■ **YOUR GOAL**
Please turn the rows below into a Markdown table with two columns: No. for the row number and Line for its text. Skip blank lines and omit the pictures.

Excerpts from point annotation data

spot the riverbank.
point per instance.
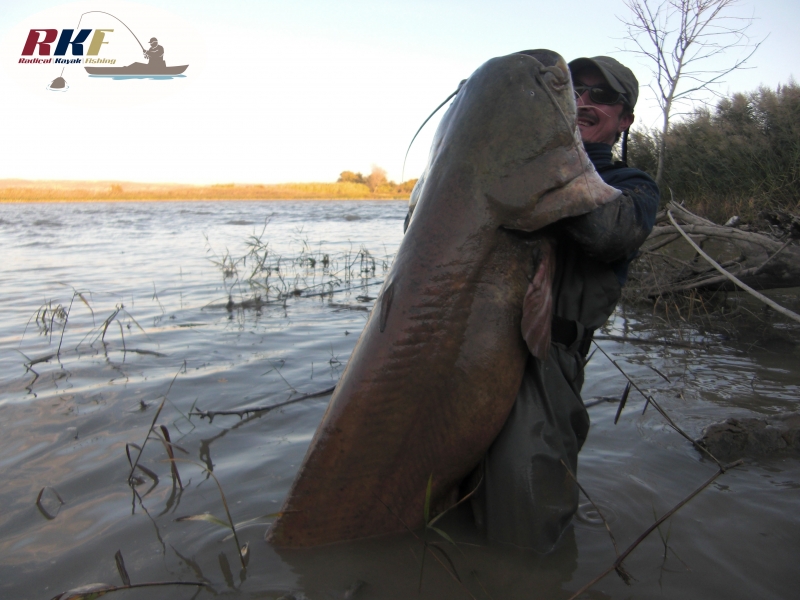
(19, 190)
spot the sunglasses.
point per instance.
(599, 94)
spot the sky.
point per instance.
(280, 91)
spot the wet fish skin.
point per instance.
(438, 365)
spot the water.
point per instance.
(64, 428)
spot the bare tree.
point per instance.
(679, 38)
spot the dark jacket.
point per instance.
(614, 232)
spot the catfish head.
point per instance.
(510, 137)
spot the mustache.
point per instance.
(591, 111)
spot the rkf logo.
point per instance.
(72, 47)
(43, 39)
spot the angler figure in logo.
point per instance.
(155, 55)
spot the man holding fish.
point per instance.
(528, 498)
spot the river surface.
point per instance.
(151, 304)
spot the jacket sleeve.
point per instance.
(615, 231)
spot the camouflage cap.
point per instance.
(618, 76)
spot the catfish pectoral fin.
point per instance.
(537, 313)
(386, 305)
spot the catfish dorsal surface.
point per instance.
(438, 366)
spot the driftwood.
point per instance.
(758, 260)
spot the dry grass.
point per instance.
(89, 191)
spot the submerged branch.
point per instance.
(243, 412)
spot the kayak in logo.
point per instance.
(102, 45)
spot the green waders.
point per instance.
(528, 497)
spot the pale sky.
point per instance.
(297, 91)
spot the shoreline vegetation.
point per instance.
(350, 186)
(104, 191)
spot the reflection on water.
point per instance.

■ **RESULT OF THE TASK**
| No. | Line |
|---|---|
| 1 | spot the riverbank. |
| 2 | point per instance. |
| 3 | (19, 190) |
| 4 | spot the sunglasses. |
| 5 | point per instance. |
| 6 | (599, 94) |
| 7 | spot the sky. |
| 8 | point per instance. |
| 9 | (280, 91) |
| 10 | spot the wet fish skin. |
| 11 | point per instance. |
| 12 | (438, 365) |
| 13 | spot the water. |
| 14 | point per instance. |
| 15 | (64, 428) |
| 16 | spot the bare tree. |
| 17 | point per instance. |
| 18 | (679, 38) |
| 19 | spot the dark jacket. |
| 20 | point per instance. |
| 21 | (614, 232) |
| 22 | spot the catfish head. |
| 23 | point per instance. |
| 24 | (510, 137) |
| 25 | spot the mustache. |
| 26 | point per instance. |
| 27 | (591, 111) |
| 28 | spot the rkf logo. |
| 29 | point per instance. |
| 30 | (72, 47) |
| 31 | (43, 39) |
| 32 | spot the angler figure in logo. |
| 33 | point per instance. |
| 34 | (155, 55) |
| 35 | spot the man holding fish. |
| 36 | point per instance. |
| 37 | (528, 498) |
| 38 | spot the river surface. |
| 39 | point per instance. |
| 40 | (151, 304) |
| 41 | spot the jacket sleeve. |
| 42 | point per instance. |
| 43 | (615, 231) |
| 44 | spot the camouflage cap. |
| 45 | point per instance. |
| 46 | (618, 76) |
| 47 | spot the catfish pectoral fin. |
| 48 | point per instance. |
| 49 | (537, 313) |
| 50 | (386, 305) |
| 51 | spot the catfish dorsal surface. |
| 52 | point per instance. |
| 53 | (438, 366) |
| 54 | spot the driftwood. |
| 55 | point per instance. |
| 56 | (758, 260) |
| 57 | spot the dry grass. |
| 58 | point per instance. |
| 59 | (89, 191) |
| 60 | spot the submerged branch. |
| 61 | point per instance. |
| 62 | (243, 412) |
| 63 | spot the kayak in logo. |
| 64 | point per instance. |
| 65 | (102, 45) |
| 66 | spot the green waders. |
| 67 | point per instance. |
| 68 | (528, 497) |
| 69 | spot the pale sky. |
| 70 | point per instance. |
| 71 | (297, 91) |
| 72 | spot the shoreline vegetation. |
| 73 | point per instance. |
| 74 | (350, 186) |
| 75 | (104, 191) |
| 76 | spot the reflection on water. |
| 77 | point per instance. |